* Data section:
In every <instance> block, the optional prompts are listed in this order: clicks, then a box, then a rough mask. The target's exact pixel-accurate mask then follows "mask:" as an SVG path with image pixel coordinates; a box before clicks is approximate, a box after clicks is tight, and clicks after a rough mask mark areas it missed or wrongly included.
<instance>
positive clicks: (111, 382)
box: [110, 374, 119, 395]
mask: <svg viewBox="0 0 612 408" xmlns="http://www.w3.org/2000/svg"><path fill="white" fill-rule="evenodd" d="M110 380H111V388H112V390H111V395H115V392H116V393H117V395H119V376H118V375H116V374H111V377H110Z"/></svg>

...

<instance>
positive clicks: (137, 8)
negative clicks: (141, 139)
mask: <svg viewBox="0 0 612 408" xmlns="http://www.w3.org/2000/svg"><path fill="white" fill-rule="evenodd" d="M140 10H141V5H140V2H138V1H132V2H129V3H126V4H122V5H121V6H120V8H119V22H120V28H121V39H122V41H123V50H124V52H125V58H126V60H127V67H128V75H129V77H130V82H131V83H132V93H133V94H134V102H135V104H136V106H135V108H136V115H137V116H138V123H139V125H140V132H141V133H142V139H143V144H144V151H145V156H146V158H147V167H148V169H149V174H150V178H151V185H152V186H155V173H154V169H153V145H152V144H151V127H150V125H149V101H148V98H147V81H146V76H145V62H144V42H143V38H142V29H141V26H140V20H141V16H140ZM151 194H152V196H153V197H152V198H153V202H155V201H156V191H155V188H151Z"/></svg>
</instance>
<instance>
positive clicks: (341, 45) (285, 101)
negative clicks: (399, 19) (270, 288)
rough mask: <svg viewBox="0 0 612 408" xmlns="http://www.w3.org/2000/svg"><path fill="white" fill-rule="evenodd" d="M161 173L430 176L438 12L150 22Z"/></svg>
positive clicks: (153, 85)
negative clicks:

* To do:
All lines above containing the string "rough": copy each one.

* Answer below:
In every <instance> block, the optional prompts are listed in this order: clicks, then a box, then a rough mask. The target's exact pixel-accurate mask then follows "mask:" as an SVG path with image pixel coordinates; a box before clicks is approximate, a box after clicks is tight, and clicks after a rough mask mark areas it missed or wrongly included.
rough mask: <svg viewBox="0 0 612 408" xmlns="http://www.w3.org/2000/svg"><path fill="white" fill-rule="evenodd" d="M161 173L430 176L438 12L150 22Z"/></svg>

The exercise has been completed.